Collected data:
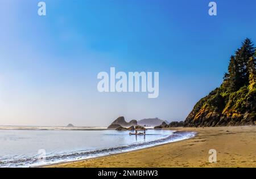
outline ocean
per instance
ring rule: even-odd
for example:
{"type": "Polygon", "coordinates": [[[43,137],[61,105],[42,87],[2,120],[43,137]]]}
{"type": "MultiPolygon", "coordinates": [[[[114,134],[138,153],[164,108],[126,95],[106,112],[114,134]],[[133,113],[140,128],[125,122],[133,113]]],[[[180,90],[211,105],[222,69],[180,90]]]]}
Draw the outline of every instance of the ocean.
{"type": "Polygon", "coordinates": [[[184,140],[194,132],[149,129],[146,135],[104,127],[0,127],[0,167],[30,167],[122,153],[184,140]]]}

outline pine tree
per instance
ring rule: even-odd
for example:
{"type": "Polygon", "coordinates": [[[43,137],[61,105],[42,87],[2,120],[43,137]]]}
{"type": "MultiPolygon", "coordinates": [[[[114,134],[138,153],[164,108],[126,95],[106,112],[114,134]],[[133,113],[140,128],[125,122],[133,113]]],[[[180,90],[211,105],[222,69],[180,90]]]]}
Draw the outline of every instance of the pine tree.
{"type": "Polygon", "coordinates": [[[238,89],[240,80],[237,62],[234,56],[231,56],[228,67],[228,73],[224,76],[225,86],[230,91],[236,91],[238,89]]]}
{"type": "Polygon", "coordinates": [[[238,87],[241,87],[249,84],[249,73],[247,64],[250,57],[254,53],[255,48],[249,39],[246,39],[242,43],[242,47],[236,52],[236,60],[237,63],[238,79],[238,87]]]}
{"type": "Polygon", "coordinates": [[[249,80],[250,90],[256,87],[256,53],[255,55],[251,58],[248,62],[248,71],[249,71],[249,80]]]}

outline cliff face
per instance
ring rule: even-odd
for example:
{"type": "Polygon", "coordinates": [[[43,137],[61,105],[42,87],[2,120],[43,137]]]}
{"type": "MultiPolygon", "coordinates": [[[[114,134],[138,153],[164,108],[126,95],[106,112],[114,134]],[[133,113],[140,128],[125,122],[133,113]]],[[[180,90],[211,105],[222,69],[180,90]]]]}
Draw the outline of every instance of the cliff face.
{"type": "Polygon", "coordinates": [[[232,56],[222,84],[201,99],[184,121],[184,126],[256,124],[256,53],[246,39],[232,56]]]}
{"type": "Polygon", "coordinates": [[[196,104],[185,126],[221,126],[254,124],[256,89],[247,87],[228,93],[217,88],[196,104]]]}
{"type": "Polygon", "coordinates": [[[156,117],[155,118],[147,118],[139,120],[138,121],[138,125],[142,126],[145,125],[150,126],[156,126],[160,125],[163,123],[163,122],[164,121],[156,117]]]}

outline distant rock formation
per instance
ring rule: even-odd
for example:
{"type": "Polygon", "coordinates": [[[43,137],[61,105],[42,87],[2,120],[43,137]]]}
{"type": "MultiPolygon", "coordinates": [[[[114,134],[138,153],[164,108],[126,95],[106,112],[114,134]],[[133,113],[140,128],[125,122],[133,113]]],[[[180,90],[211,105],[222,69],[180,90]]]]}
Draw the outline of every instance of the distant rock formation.
{"type": "Polygon", "coordinates": [[[130,127],[126,128],[126,127],[123,127],[122,126],[118,127],[117,129],[115,129],[116,130],[119,131],[126,131],[126,130],[130,130],[130,131],[133,131],[135,130],[135,127],[134,126],[132,126],[130,127]]]}
{"type": "Polygon", "coordinates": [[[75,126],[72,123],[69,123],[68,125],[67,126],[67,127],[73,127],[75,126]]]}
{"type": "Polygon", "coordinates": [[[123,127],[122,126],[118,127],[117,129],[115,129],[116,130],[118,131],[126,131],[127,130],[127,129],[126,127],[123,127]]]}
{"type": "Polygon", "coordinates": [[[118,127],[120,127],[122,126],[120,126],[119,124],[112,124],[109,126],[108,127],[108,129],[116,129],[118,127]]]}
{"type": "Polygon", "coordinates": [[[174,121],[169,123],[168,125],[168,127],[183,127],[184,126],[184,122],[183,121],[174,121]]]}
{"type": "Polygon", "coordinates": [[[128,130],[135,130],[135,127],[134,127],[134,126],[131,126],[131,127],[128,127],[127,129],[128,130]]]}
{"type": "Polygon", "coordinates": [[[136,126],[135,127],[135,130],[147,130],[147,129],[146,129],[144,127],[142,127],[141,126],[136,126]]]}
{"type": "Polygon", "coordinates": [[[155,127],[154,127],[154,129],[162,129],[162,128],[166,128],[166,127],[168,127],[168,124],[167,124],[166,122],[163,122],[160,125],[155,126],[155,127]]]}
{"type": "Polygon", "coordinates": [[[111,123],[110,126],[112,126],[112,125],[119,125],[122,127],[130,127],[131,126],[137,126],[137,121],[131,120],[129,122],[127,122],[126,121],[125,121],[125,118],[123,116],[121,116],[114,121],[114,122],[111,123]]]}
{"type": "Polygon", "coordinates": [[[157,117],[153,118],[146,118],[138,121],[138,125],[144,126],[156,126],[160,125],[163,122],[169,123],[167,121],[162,120],[157,117]]]}

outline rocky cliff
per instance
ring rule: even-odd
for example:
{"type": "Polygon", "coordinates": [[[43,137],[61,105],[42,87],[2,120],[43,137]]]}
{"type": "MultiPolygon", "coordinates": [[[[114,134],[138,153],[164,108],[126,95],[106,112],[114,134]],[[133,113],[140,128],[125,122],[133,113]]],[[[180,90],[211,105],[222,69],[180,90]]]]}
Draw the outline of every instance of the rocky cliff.
{"type": "MultiPolygon", "coordinates": [[[[136,120],[131,120],[129,122],[127,122],[125,121],[125,118],[123,116],[118,117],[117,119],[114,121],[111,125],[108,127],[108,129],[111,126],[115,127],[114,125],[119,125],[122,127],[130,127],[131,126],[137,126],[137,121],[136,120]]],[[[117,125],[116,126],[118,126],[117,125]]],[[[112,129],[113,127],[112,127],[112,129]]]]}

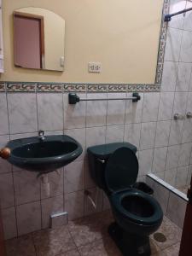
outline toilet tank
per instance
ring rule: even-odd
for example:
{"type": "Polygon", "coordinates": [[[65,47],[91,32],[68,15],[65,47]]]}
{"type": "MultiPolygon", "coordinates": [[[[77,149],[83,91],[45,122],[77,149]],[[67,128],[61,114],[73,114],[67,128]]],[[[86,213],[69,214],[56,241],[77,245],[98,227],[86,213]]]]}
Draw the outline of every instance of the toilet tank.
{"type": "Polygon", "coordinates": [[[100,188],[107,190],[104,172],[110,155],[118,148],[126,147],[134,153],[137,147],[129,143],[115,143],[92,146],[87,148],[89,169],[91,178],[100,188]]]}

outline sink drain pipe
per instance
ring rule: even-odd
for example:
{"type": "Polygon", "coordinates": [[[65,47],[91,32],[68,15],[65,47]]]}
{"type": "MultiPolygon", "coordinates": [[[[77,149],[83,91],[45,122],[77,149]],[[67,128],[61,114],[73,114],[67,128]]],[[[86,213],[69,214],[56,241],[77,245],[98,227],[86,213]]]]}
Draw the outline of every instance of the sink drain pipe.
{"type": "Polygon", "coordinates": [[[48,174],[41,175],[42,184],[44,185],[44,189],[45,191],[46,196],[50,196],[50,183],[49,183],[48,174]]]}
{"type": "Polygon", "coordinates": [[[99,195],[99,189],[96,188],[96,198],[95,198],[95,201],[94,199],[91,197],[91,195],[93,194],[92,192],[90,192],[90,190],[88,189],[85,189],[84,190],[84,195],[87,196],[87,198],[89,199],[90,202],[91,203],[91,205],[93,206],[93,207],[95,209],[96,209],[96,202],[97,202],[97,199],[98,199],[98,195],[99,195]]]}

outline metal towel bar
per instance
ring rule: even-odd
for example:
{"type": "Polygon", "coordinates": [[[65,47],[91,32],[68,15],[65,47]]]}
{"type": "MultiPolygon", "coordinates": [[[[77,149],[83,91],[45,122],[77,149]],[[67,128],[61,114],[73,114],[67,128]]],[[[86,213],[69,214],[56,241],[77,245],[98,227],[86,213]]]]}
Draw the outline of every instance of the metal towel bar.
{"type": "Polygon", "coordinates": [[[164,17],[164,21],[171,21],[172,20],[172,17],[181,15],[181,14],[185,14],[187,12],[189,12],[192,10],[192,8],[189,8],[189,9],[184,9],[179,12],[172,14],[172,15],[166,15],[164,17]]]}
{"type": "Polygon", "coordinates": [[[69,104],[76,104],[79,102],[90,102],[90,101],[117,101],[117,100],[132,100],[132,102],[137,102],[141,100],[141,96],[137,92],[133,92],[131,97],[125,97],[125,98],[105,98],[105,99],[95,99],[95,98],[86,98],[81,99],[76,93],[69,93],[68,94],[68,102],[69,104]]]}

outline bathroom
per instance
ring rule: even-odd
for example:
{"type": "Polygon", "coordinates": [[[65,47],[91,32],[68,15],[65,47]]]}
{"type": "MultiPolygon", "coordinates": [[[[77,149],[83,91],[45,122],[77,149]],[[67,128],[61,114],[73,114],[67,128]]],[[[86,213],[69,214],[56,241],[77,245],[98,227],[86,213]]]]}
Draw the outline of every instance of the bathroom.
{"type": "Polygon", "coordinates": [[[192,174],[192,11],[170,21],[165,15],[192,2],[0,2],[0,148],[69,136],[79,149],[43,174],[16,166],[4,151],[0,255],[137,255],[129,246],[122,253],[108,234],[112,201],[94,181],[87,154],[117,143],[137,148],[135,181],[153,189],[148,198],[164,215],[150,234],[151,253],[138,255],[190,255],[183,224],[192,174]],[[39,67],[34,55],[27,58],[32,28],[20,36],[30,26],[20,20],[32,15],[44,18],[36,37],[39,67]]]}

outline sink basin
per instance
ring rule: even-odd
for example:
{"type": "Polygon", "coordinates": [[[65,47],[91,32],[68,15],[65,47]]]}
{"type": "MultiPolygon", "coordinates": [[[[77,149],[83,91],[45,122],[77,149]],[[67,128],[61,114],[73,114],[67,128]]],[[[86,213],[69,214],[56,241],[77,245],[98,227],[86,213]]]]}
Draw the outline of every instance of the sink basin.
{"type": "Polygon", "coordinates": [[[22,169],[49,172],[61,168],[78,158],[83,149],[73,138],[66,135],[45,136],[10,141],[8,161],[22,169]]]}

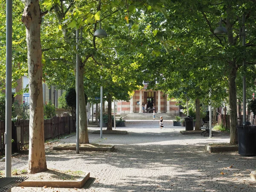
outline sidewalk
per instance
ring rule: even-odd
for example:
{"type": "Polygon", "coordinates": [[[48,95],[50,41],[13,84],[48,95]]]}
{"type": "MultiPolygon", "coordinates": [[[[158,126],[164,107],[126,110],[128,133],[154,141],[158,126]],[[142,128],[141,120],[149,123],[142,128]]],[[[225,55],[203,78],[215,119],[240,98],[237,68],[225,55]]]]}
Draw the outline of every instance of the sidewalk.
{"type": "MultiPolygon", "coordinates": [[[[116,129],[128,134],[103,135],[103,139],[91,134],[99,127],[88,128],[90,142],[114,145],[113,152],[47,151],[48,168],[90,172],[92,178],[84,189],[16,187],[12,192],[256,191],[250,177],[255,157],[205,151],[207,144],[229,143],[228,135],[215,134],[211,139],[182,135],[184,127],[173,127],[172,121],[164,119],[160,130],[158,122],[127,120],[126,127],[116,129]]],[[[76,143],[76,136],[60,142],[76,143]]],[[[13,158],[12,169],[26,169],[27,161],[27,155],[13,158]]],[[[4,166],[0,162],[0,170],[4,166]]]]}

WHAT THIS TASK INVOLVES: Swap "rocky cliff" for "stone bluff" in the lines from the one with "outline rocky cliff" through the one with "Draw the outline of every instance of the rocky", and give those lines again with nothing else changed.

TASK OUTPUT:
outline stone bluff
per instance
ring rule: even-odd
for example:
{"type": "Polygon", "coordinates": [[[43,137],[61,105],[42,87],[2,120],[43,137]]]}
{"type": "MultiPolygon", "coordinates": [[[[114,134],[138,153],[164,108],[126,95],[106,112],[114,134]],[[133,113],[140,128],[125,122],[133,113]]],[[[180,90],[211,105],[222,69],[180,90]]]]}
Draw the outline of every instance of the stone bluff.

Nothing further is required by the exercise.